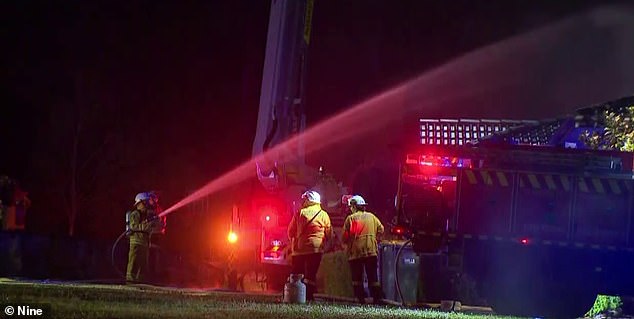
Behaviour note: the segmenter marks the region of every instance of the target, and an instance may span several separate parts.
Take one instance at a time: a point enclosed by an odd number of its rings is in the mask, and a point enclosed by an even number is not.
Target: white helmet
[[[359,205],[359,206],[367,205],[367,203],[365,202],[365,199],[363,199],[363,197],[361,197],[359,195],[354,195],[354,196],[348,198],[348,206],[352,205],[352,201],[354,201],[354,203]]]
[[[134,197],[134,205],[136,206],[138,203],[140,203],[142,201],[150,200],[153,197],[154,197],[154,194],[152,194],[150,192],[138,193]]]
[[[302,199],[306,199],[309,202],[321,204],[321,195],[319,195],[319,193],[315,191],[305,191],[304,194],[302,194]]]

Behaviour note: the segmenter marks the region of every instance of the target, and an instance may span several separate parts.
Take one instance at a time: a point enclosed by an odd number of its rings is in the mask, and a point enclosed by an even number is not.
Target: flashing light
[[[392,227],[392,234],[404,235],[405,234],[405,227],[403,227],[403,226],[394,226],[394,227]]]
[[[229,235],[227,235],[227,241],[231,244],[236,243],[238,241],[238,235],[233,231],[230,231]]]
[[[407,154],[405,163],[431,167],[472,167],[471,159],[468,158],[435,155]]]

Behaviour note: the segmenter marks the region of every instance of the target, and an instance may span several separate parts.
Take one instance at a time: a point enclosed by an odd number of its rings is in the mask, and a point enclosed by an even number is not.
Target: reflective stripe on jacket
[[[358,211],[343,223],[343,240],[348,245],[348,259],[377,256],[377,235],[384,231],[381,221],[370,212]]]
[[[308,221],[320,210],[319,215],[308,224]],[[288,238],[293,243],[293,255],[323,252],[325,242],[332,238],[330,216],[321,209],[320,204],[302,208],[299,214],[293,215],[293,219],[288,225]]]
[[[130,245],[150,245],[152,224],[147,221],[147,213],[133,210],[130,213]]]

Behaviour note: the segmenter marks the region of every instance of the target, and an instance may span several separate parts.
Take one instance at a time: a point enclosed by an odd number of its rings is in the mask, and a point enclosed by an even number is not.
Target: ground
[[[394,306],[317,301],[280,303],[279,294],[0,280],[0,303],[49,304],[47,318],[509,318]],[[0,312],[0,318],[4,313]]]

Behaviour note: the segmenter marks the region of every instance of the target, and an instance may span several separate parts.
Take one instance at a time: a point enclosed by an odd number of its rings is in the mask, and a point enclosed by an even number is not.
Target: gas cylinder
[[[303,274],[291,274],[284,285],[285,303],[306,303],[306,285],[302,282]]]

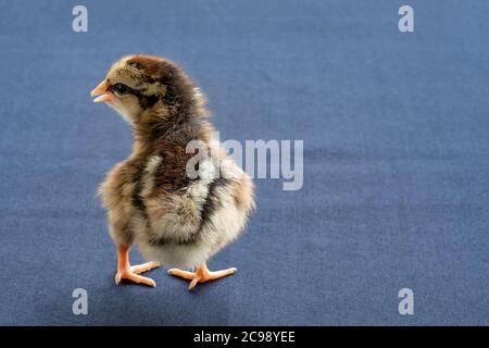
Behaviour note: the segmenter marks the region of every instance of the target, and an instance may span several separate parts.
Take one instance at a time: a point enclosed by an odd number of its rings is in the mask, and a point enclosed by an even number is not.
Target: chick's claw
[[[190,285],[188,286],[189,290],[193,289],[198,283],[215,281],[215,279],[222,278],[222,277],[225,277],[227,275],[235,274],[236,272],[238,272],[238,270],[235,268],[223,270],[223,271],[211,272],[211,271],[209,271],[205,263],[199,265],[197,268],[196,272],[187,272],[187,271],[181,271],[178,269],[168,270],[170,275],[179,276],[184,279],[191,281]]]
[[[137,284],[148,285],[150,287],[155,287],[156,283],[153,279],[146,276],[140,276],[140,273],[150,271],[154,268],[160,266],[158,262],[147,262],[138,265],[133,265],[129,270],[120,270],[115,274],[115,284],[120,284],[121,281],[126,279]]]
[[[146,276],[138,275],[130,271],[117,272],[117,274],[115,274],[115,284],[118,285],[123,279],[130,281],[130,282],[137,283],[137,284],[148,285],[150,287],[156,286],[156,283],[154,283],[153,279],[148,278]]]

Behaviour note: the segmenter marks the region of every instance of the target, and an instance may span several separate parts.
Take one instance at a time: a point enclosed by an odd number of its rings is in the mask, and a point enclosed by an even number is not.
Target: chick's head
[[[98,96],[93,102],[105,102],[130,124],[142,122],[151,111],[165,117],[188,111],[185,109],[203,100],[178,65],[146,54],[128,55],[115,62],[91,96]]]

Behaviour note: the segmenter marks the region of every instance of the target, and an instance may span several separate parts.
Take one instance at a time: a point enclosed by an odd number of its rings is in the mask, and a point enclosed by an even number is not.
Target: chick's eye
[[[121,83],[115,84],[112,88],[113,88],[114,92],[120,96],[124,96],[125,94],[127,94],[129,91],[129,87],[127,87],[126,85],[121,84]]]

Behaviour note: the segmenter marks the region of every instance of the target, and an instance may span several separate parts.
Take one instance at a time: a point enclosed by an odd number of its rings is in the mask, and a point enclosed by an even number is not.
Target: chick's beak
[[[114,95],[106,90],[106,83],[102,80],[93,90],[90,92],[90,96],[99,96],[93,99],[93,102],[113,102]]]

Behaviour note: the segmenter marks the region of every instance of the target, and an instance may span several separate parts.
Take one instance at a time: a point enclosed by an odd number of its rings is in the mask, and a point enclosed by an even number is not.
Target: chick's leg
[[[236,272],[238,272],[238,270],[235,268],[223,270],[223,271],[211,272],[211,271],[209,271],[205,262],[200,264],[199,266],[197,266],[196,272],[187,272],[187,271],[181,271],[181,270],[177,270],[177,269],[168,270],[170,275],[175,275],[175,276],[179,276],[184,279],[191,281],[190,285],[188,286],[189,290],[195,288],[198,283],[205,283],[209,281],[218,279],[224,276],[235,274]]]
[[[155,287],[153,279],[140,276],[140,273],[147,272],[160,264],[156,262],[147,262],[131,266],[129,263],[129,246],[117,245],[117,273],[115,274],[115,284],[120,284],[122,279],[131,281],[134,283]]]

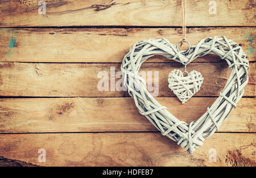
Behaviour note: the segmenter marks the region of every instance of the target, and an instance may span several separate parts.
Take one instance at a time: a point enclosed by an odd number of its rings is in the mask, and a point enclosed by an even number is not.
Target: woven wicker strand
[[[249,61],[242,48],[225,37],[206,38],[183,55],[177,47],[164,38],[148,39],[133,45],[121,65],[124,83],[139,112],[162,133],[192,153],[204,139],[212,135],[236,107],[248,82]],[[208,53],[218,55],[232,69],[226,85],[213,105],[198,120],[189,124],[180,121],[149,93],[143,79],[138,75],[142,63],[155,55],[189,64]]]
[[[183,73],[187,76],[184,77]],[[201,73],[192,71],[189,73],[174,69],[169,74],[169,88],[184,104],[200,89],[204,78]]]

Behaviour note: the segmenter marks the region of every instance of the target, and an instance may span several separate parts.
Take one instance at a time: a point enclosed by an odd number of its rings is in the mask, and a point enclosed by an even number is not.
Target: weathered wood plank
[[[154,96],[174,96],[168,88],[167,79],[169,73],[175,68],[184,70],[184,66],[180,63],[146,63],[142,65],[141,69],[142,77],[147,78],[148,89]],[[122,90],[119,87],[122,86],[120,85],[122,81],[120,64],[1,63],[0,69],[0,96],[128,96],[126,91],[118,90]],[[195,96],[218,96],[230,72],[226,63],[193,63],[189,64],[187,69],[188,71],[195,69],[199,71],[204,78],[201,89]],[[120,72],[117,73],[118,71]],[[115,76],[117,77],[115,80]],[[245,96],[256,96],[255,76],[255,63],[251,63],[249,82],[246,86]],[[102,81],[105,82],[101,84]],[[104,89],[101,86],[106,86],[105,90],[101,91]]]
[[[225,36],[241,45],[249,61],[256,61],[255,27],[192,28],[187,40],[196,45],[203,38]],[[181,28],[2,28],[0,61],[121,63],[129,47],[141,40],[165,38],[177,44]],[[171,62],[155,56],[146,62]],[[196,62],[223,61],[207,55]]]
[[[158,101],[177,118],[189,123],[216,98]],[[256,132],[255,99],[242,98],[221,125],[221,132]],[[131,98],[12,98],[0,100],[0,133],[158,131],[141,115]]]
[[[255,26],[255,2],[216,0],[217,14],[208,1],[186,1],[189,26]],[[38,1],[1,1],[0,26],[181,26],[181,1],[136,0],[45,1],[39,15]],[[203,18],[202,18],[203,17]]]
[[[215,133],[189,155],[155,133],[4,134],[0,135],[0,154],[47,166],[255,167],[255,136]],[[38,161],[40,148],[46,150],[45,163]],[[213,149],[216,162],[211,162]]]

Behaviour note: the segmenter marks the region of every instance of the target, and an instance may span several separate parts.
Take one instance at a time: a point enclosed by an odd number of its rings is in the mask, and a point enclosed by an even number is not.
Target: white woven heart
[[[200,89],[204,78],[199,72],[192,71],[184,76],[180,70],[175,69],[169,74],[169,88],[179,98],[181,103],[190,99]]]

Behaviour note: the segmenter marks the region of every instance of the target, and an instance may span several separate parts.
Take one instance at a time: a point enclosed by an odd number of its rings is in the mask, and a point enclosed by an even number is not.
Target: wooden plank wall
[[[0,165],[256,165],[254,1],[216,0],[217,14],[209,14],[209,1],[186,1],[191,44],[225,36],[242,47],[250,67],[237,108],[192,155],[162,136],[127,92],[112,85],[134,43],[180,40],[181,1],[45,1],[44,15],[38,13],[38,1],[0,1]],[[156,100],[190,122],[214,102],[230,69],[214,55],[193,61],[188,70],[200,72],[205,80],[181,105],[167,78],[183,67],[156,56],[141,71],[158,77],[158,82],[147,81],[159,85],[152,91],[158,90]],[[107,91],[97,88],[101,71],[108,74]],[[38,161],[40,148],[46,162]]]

= = = = = = =

Render the items from their first line through the line containing "Target: white helmet", both included, as a Markdown table with the columns Row and Line, numbering each row. Leave out blank lines and pictures.

## CORRECT RESPONSE
| Row | Line |
|---|---|
| 1 | Behaviour note: the segmenter marks the region of every instance of the target, and an instance may span several separate parts. |
| 2 | Take one instance at a time: a point enclosed by an odd number of its rings is in the mask, and a point enclosed by an even number is not. |
| 3 | Target: white helmet |